TO DO. Extract every record, keeping each one exactly as it is.

[BEGIN GIVEN INFORMATION]

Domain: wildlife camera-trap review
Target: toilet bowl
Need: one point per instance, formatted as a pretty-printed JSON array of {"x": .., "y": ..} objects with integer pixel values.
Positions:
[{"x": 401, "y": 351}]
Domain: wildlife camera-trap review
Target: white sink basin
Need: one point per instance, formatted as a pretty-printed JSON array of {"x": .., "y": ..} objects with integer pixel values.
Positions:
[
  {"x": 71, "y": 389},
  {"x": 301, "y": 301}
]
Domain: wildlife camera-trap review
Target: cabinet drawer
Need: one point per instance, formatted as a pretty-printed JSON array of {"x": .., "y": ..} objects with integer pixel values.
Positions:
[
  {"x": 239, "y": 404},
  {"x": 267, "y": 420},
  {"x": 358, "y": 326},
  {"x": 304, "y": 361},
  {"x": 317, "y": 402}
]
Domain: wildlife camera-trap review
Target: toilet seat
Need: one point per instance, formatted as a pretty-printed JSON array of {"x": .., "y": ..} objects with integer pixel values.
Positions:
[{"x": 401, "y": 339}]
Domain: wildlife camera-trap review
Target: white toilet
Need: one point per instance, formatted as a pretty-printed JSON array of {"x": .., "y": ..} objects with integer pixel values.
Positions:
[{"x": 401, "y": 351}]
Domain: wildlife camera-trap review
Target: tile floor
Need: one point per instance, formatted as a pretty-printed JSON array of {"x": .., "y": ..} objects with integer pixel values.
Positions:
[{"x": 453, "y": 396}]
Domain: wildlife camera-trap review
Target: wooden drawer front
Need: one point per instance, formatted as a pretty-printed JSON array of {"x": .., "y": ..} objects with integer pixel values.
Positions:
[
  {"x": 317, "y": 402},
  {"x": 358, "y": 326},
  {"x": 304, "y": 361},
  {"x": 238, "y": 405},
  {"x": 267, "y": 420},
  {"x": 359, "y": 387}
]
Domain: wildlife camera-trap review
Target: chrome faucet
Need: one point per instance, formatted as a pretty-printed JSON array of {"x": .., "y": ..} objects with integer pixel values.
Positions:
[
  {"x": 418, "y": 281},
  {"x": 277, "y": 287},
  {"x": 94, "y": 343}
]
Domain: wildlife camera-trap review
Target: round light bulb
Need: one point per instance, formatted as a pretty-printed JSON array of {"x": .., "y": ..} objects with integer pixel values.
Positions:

[END GIVEN INFORMATION]

ANSWER FOR THE TASK.
Domain: wildlife camera-trap review
Target: toilet bowl
Need: one point per instance, formatted as a pretty-printed JSON array of {"x": .., "y": ..} objects with integer pixel values.
Positions:
[{"x": 401, "y": 351}]
Domain: wildlife camera-trap review
Target: white sink basin
Need: one point per instance, formatted as a pretty-printed JSON array of {"x": .., "y": ..} objects with integer pixel values.
Positions:
[
  {"x": 71, "y": 389},
  {"x": 301, "y": 301}
]
Domain: wildlife camera-trap review
Target: cabinet drawer
Need: one point per instance, formatted as a pretty-printed JSON array of {"x": .., "y": ..} objects with integer pixel values.
Positions:
[
  {"x": 239, "y": 404},
  {"x": 267, "y": 420},
  {"x": 358, "y": 326},
  {"x": 304, "y": 361},
  {"x": 317, "y": 402}
]
Domain: wildlife camera-trap review
Target: toilet seat
Need: one point per instance, formatted as a pretty-printed JSON array of {"x": .., "y": ..} objects with integer pixel values.
Positions:
[{"x": 401, "y": 339}]
Domain: wildlife camera-trap review
Target: white toilet
Need: one point per instance, formatted as a pretty-printed JSON array of {"x": .., "y": ..} objects with integer pixel values.
Positions:
[{"x": 401, "y": 351}]
Domain: wildlife camera-trap review
Target: tile floor
Need: one point per instance, formatted as a pretty-printed JSON array of {"x": .., "y": ..} objects with integer pixel values.
Positions:
[{"x": 453, "y": 396}]
Domain: wildlife camera-trap review
Target: wooden drawer front
Need: one point per instance, formatted as a pretty-printed JSON array of {"x": .., "y": ..} objects with integer pixel values.
Positions:
[
  {"x": 317, "y": 402},
  {"x": 358, "y": 326},
  {"x": 304, "y": 361},
  {"x": 238, "y": 405},
  {"x": 267, "y": 420},
  {"x": 359, "y": 387}
]
Domain: wildlife camera-trap review
Target: chrome faucet
Need: one point per instance, formatted as a pretty-printed JSON array of {"x": .., "y": ..} objects with integer pixel values.
Positions:
[
  {"x": 418, "y": 281},
  {"x": 277, "y": 287},
  {"x": 94, "y": 343}
]
Domain: wildlife camera-trap review
Target: round light bulb
Need: one point per instance, formatted as a pretty-printed JSON array of {"x": .., "y": ..} objects with integer pixel values.
Positions:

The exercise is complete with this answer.